# start of LISTING

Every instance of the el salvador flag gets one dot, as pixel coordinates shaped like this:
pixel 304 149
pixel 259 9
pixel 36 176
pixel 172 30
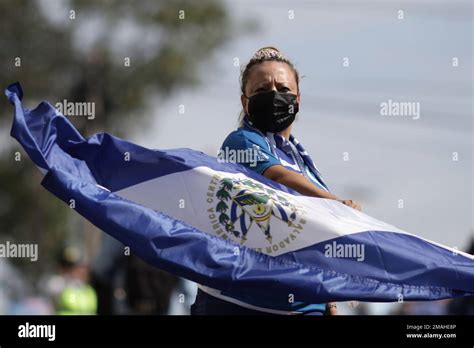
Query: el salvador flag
pixel 229 228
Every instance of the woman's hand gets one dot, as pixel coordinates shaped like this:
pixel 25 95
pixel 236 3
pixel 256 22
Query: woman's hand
pixel 331 308
pixel 351 203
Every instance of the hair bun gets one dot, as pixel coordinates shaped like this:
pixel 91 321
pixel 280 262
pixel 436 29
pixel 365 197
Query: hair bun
pixel 268 52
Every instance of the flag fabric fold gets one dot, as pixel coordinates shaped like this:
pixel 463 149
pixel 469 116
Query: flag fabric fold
pixel 229 228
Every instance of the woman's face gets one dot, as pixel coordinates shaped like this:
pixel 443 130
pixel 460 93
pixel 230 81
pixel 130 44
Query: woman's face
pixel 268 76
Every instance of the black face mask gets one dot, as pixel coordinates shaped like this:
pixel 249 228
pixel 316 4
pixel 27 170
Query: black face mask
pixel 272 111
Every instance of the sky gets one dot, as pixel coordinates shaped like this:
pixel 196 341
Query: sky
pixel 374 159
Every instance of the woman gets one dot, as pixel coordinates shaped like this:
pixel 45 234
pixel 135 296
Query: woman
pixel 270 100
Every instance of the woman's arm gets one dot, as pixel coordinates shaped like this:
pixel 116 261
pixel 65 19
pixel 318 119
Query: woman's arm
pixel 301 184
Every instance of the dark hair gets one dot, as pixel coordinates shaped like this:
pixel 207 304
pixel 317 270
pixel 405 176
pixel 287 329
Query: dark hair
pixel 264 54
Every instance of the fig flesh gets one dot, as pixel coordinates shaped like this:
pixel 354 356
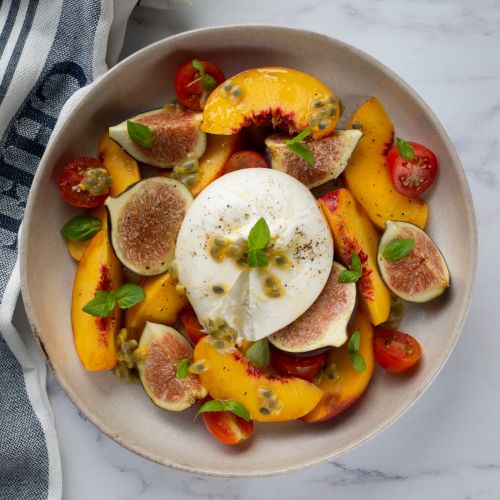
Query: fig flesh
pixel 177 137
pixel 144 222
pixel 330 154
pixel 325 322
pixel 422 274
pixel 160 351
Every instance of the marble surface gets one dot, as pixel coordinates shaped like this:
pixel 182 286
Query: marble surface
pixel 448 445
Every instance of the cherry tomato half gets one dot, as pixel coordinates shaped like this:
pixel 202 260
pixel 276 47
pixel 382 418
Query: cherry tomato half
pixel 192 327
pixel 189 87
pixel 227 427
pixel 305 367
pixel 415 176
pixel 245 159
pixel 396 351
pixel 84 182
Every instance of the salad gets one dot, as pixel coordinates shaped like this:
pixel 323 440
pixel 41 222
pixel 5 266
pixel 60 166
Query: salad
pixel 238 251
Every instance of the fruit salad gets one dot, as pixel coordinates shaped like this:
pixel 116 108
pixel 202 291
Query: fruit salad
pixel 240 252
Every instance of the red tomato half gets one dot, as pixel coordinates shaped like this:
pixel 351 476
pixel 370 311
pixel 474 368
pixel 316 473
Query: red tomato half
pixel 192 327
pixel 74 174
pixel 415 176
pixel 245 159
pixel 396 351
pixel 305 367
pixel 227 427
pixel 188 84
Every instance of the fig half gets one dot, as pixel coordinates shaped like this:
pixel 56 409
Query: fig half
pixel 330 154
pixel 325 322
pixel 419 276
pixel 160 351
pixel 177 137
pixel 144 222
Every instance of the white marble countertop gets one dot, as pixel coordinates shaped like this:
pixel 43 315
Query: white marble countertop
pixel 448 445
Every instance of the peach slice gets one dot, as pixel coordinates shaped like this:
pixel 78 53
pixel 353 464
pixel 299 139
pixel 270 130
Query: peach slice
pixel 281 97
pixel 268 398
pixel 161 305
pixel 367 176
pixel 76 248
pixel 122 168
pixel 94 337
pixel 353 231
pixel 341 383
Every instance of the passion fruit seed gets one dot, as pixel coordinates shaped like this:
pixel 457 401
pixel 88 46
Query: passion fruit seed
pixel 96 181
pixel 219 289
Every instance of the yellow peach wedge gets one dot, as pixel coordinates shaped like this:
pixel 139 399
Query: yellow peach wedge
pixel 353 231
pixel 94 336
pixel 341 382
pixel 281 97
pixel 367 176
pixel 268 398
pixel 161 305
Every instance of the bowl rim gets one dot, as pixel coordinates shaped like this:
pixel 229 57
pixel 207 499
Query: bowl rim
pixel 459 322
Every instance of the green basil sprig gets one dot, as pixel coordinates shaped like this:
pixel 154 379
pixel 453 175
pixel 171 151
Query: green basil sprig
pixel 225 405
pixel 297 146
pixel 141 134
pixel 104 302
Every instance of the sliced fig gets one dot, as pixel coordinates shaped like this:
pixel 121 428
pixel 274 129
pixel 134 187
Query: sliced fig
pixel 144 222
pixel 422 274
pixel 330 154
pixel 177 137
pixel 160 351
pixel 325 322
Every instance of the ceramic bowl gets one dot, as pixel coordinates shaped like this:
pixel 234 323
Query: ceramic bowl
pixel 123 411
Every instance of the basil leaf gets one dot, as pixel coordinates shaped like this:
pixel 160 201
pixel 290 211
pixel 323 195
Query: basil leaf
pixel 182 368
pixel 405 150
pixel 354 341
pixel 141 134
pixel 103 304
pixel 257 258
pixel 302 150
pixel 357 361
pixel 81 228
pixel 225 405
pixel 198 65
pixel 354 274
pixel 300 137
pixel 397 249
pixel 129 295
pixel 259 353
pixel 259 235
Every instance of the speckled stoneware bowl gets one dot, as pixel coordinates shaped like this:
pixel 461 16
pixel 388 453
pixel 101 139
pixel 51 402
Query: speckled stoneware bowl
pixel 123 411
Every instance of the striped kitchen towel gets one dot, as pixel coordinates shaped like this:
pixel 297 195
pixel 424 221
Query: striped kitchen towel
pixel 49 50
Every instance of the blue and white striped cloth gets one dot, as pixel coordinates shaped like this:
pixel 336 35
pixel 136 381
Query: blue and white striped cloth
pixel 49 49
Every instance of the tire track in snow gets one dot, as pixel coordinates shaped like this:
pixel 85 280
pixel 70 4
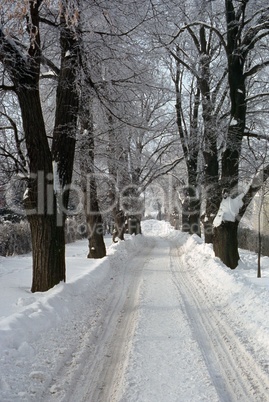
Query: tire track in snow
pixel 235 374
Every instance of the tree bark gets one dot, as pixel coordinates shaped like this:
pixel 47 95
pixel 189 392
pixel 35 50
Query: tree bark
pixel 225 243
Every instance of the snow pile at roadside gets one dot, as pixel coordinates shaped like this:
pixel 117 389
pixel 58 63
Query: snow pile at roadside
pixel 238 293
pixel 24 315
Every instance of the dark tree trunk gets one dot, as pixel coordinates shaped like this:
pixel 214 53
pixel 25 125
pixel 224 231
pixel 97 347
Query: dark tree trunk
pixel 47 226
pixel 48 249
pixel 134 225
pixel 226 244
pixel 119 224
pixel 97 248
pixel 48 240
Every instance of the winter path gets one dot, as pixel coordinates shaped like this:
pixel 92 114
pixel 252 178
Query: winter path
pixel 158 320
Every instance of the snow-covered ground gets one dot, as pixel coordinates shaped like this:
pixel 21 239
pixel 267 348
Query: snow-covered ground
pixel 160 319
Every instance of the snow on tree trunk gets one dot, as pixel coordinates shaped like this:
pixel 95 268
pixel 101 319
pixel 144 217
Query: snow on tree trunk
pixel 225 243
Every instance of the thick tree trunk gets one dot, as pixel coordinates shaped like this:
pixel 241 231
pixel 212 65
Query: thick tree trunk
pixel 48 244
pixel 225 243
pixel 48 240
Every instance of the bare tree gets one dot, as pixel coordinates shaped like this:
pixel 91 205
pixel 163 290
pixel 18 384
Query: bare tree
pixel 21 56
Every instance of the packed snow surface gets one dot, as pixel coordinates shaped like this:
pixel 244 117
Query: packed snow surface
pixel 160 319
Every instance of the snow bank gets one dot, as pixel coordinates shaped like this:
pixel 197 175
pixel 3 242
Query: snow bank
pixel 238 292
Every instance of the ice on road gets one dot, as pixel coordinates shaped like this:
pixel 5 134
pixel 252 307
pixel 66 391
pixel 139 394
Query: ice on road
pixel 160 319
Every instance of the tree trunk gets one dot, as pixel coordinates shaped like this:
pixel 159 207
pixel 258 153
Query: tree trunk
pixel 48 244
pixel 119 224
pixel 225 243
pixel 48 240
pixel 97 248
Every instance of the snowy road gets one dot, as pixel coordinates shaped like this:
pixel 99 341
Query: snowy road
pixel 156 335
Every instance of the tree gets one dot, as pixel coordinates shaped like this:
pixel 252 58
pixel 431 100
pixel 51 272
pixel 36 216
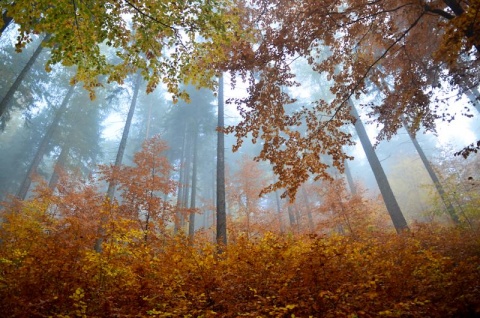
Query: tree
pixel 42 147
pixel 433 176
pixel 159 39
pixel 142 187
pixel 4 103
pixel 221 205
pixel 247 184
pixel 355 36
pixel 388 196
pixel 6 20
pixel 123 141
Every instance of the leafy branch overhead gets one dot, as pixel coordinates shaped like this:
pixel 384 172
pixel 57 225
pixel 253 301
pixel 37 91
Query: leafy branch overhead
pixel 165 40
pixel 408 52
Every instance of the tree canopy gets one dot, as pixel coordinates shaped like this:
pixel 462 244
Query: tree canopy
pixel 407 50
pixel 164 39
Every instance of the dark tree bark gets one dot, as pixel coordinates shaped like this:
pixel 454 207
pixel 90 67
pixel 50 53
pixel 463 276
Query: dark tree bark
pixel 6 21
pixel 351 183
pixel 433 175
pixel 42 147
pixel 291 215
pixel 181 185
pixel 62 158
pixel 309 210
pixel 11 91
pixel 119 158
pixel 221 205
pixel 391 203
pixel 279 212
pixel 126 130
pixel 193 193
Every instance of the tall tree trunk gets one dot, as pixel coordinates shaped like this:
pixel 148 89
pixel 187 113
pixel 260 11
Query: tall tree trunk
pixel 6 21
pixel 181 184
pixel 187 178
pixel 119 158
pixel 221 205
pixel 351 183
pixel 62 158
pixel 391 203
pixel 123 142
pixel 42 147
pixel 309 210
pixel 11 91
pixel 432 174
pixel 279 212
pixel 193 193
pixel 291 215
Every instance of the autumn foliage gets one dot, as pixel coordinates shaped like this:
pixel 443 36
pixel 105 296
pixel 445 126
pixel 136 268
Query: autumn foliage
pixel 49 268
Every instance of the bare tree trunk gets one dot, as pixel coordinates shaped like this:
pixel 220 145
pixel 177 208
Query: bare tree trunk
pixel 391 203
pixel 193 193
pixel 11 91
pixel 309 210
pixel 221 205
pixel 6 21
pixel 42 147
pixel 279 213
pixel 432 174
pixel 119 158
pixel 181 184
pixel 62 158
pixel 291 215
pixel 123 141
pixel 351 183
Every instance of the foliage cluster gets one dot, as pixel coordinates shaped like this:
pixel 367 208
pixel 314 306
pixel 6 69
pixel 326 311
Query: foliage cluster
pixel 48 267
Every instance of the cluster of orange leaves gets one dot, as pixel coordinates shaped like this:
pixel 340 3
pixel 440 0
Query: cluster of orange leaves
pixel 48 268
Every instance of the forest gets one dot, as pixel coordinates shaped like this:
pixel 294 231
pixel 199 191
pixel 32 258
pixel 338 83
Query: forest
pixel 239 158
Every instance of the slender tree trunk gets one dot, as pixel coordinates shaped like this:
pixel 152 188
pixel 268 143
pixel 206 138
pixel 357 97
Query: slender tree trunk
pixel 119 158
pixel 193 193
pixel 309 210
pixel 123 141
pixel 291 215
pixel 351 183
pixel 279 213
pixel 27 181
pixel 187 179
pixel 221 205
pixel 62 158
pixel 432 174
pixel 16 84
pixel 181 184
pixel 6 21
pixel 391 203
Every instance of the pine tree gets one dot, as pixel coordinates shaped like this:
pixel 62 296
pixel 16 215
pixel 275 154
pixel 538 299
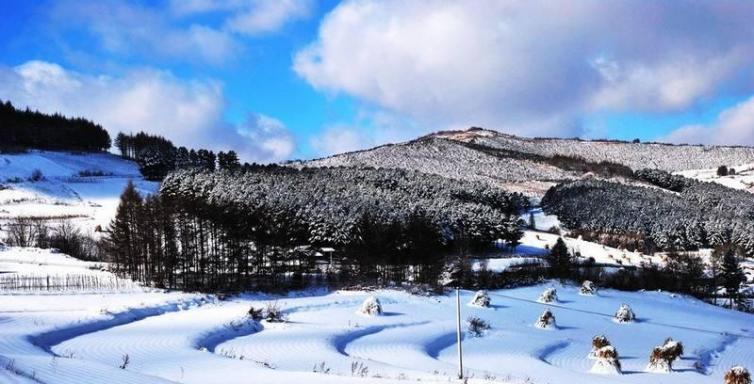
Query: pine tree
pixel 123 236
pixel 560 259
pixel 731 275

# end of LISTING

PROBLEM REQUIREMENTS =
The lines to write out run from the one containing "Every instance of the forest" through the final line of the material above, both included; write them out exactly, with no pictures.

RESULT FOR THIS TASK =
Every instance of the forest gets one dot, as pixel coordinates shaped like this:
pixel 294 231
pixel 199 191
pixel 32 258
pixel 338 83
Query: forest
pixel 239 158
Every instance of the slender tree trunk gets one dot, as pixel coordinates shaped like this:
pixel 152 188
pixel 268 143
pixel 206 138
pixel 357 97
Query: slender tree trunk
pixel 119 158
pixel 193 193
pixel 309 210
pixel 123 141
pixel 291 215
pixel 351 183
pixel 279 213
pixel 27 181
pixel 187 179
pixel 221 205
pixel 62 158
pixel 432 174
pixel 16 84
pixel 181 184
pixel 6 21
pixel 391 203
Every instance of the pine tree gets one dot, as pixel coordinates shaped like this:
pixel 62 296
pixel 16 215
pixel 275 154
pixel 538 299
Query: pine tree
pixel 123 236
pixel 560 259
pixel 731 275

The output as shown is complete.